▶ [GIVEN PROBLEM]: Please rewrite the data below, swapping every "one point per instance" for "a single point per instance" and leaving everything else unchanged.

Extracted records:
## Begin

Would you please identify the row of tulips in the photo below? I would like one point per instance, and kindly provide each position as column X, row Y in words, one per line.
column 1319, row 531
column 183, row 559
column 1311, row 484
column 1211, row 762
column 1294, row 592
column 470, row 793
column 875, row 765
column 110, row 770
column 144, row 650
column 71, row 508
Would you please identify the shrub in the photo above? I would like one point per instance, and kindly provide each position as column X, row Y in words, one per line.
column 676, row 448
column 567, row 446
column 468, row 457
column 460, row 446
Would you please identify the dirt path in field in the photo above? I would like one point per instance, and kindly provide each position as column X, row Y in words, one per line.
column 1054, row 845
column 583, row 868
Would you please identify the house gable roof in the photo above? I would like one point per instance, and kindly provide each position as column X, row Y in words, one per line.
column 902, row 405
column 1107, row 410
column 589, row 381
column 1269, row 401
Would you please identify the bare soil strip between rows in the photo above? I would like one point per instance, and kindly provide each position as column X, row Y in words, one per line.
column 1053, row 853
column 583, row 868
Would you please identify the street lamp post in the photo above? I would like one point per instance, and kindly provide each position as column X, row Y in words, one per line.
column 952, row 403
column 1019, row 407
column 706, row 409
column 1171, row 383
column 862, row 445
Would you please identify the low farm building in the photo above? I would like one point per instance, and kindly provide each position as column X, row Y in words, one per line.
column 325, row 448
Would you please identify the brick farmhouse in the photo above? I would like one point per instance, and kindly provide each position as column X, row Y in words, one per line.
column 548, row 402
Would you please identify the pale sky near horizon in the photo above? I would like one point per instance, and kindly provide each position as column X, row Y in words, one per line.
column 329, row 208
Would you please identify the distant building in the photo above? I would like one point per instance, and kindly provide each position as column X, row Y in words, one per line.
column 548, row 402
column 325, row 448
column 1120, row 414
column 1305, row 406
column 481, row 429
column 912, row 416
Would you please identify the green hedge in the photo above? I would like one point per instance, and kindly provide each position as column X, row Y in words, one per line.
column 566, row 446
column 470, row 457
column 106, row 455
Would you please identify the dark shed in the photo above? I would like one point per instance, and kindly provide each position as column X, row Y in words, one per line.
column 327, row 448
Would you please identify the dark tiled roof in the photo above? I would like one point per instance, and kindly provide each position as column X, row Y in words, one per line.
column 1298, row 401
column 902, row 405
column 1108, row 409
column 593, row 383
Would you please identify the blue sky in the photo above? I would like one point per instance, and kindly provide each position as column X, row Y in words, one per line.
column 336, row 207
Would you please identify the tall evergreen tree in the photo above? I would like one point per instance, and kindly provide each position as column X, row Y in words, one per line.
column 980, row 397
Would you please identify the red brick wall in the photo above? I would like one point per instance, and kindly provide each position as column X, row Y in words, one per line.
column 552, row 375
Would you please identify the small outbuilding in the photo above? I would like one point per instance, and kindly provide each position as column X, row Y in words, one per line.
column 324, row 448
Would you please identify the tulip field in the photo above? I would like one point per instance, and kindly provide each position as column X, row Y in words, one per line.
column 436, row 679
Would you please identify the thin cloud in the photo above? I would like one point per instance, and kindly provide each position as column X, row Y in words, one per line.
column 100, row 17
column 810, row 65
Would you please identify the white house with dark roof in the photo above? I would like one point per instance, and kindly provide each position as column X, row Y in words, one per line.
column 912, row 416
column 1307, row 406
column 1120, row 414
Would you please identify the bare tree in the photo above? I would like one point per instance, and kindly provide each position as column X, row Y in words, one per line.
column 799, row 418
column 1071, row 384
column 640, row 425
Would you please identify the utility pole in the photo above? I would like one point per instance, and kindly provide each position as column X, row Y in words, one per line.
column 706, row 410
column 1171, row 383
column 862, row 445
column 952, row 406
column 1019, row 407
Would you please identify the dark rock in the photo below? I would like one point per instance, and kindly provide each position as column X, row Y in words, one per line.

## End

▶ [EXERCISE RESPONSE]:
Would you please identify the row of tulips in the photo below? I would like a single point per instance, and kindly provide each position as column X, row Y in words, one per line.
column 1319, row 531
column 183, row 559
column 1311, row 484
column 1211, row 762
column 1294, row 592
column 470, row 793
column 875, row 765
column 110, row 770
column 144, row 650
column 71, row 508
Would you please identify the shrub in the photo above? I would like a single point per instance, and kindly provide each position as column X, row Y in words, one per line.
column 676, row 448
column 567, row 446
column 468, row 457
column 460, row 446
Would you please identify the dirt path in field in the photo above? I would like a single point per instance, and kindly provide each position as column X, row Y in words, one per line.
column 1054, row 845
column 583, row 868
Would you please identify the house gable roof in the photo above? I would like a single point per instance, and kindly provide each position as column X, row Y in words, one per line.
column 902, row 405
column 1107, row 410
column 589, row 381
column 1269, row 401
Would you please identify the bare soil strip between rows in the photo above? I would like a single point per instance, and kindly provide each position as column X, row Y in words, one per line.
column 1053, row 853
column 583, row 868
Would you please identify the street lamp post in the photo above? I would like a single point per instance, and kindly provide each position as column X, row Y in words, one per line.
column 952, row 403
column 1019, row 407
column 706, row 409
column 1171, row 383
column 862, row 445
Would you please identify the low farm building in the photo above? I would like a single point per instance, and kindly provide each position as column X, row Y in words, one per line.
column 325, row 448
Would you please identify the brick farmhouse in the photo above? I would like a single point per instance, and kindly provide each position as column X, row Y in words, one per line.
column 548, row 402
Would you please identify the pale sky near horizon in the photo above? I would like a single point per instance, and kindly provide each position as column X, row Y in words, one per line.
column 329, row 208
Would you please identify the distant building in the photo above? I would like a single point per instance, and kindly provide each position as column X, row Y in words, one per line.
column 548, row 402
column 325, row 448
column 1120, row 414
column 1305, row 406
column 481, row 429
column 912, row 416
Would you please identify the green hedge in the photo above? I would like a single point per instance, and kindly provide each position as column X, row Y in words, one per line.
column 566, row 446
column 470, row 457
column 106, row 455
Would you please identify the dark shed in the photo above? I would like a single point per instance, and kindly provide each position as column X, row Y in words, one per line.
column 327, row 448
Would you please identify the dark tiled roof in the photo above? I would like a single point per instance, and kindly provide each position as column X, row Y in words, one per line.
column 1298, row 401
column 902, row 405
column 1108, row 409
column 593, row 383
Would you please identify the blue sky in the photo above? I would like a single point per instance, and kindly provide each position as column X, row Y in words, one per line.
column 336, row 207
Would you please identify the tall evergreen tree in the photo above? I would like a single point per instance, and kindly provide each position as column X, row Y in words, one per line.
column 980, row 397
Would you please identify the red brick wall in the photo above? I would like a single point per instance, and kindly provide each position as column X, row Y in words, one per line.
column 552, row 375
Would you please identify the small outbuilding in the photo above? I would like a single point per instance, and kindly provide each position as column X, row Y in words, one per line.
column 324, row 448
Would you please identify the tulip field in the photo above? I would like a single point per instance, and kindly provide each position as column X, row Y in words, one per line.
column 436, row 679
Would you please identify the thin cloud in the photo above? I would like a single point per instance, and kindly provide each position as column X, row Y in words, one per line.
column 100, row 17
column 810, row 65
Would you please identify the white house with dark roof in the photo above? I would like a single point per instance, and kindly provide each position as column X, row Y in words, one per line.
column 912, row 416
column 1307, row 406
column 1120, row 414
Would you please identify the bare tree in the photo above? I would like a single point per instance, and kindly provide each position as column X, row Y in words, one per line.
column 799, row 418
column 1071, row 384
column 640, row 425
Would you please identify the utility pole in the photo above? I would like a single point per instance, and kindly provide each position as column X, row Y in words, one per line.
column 706, row 410
column 1171, row 383
column 862, row 445
column 952, row 406
column 1019, row 407
Would you please identify the dark rock in the photo below? I would like a single point per instance, and kindly provide each position as column X, row Y in words, one per line.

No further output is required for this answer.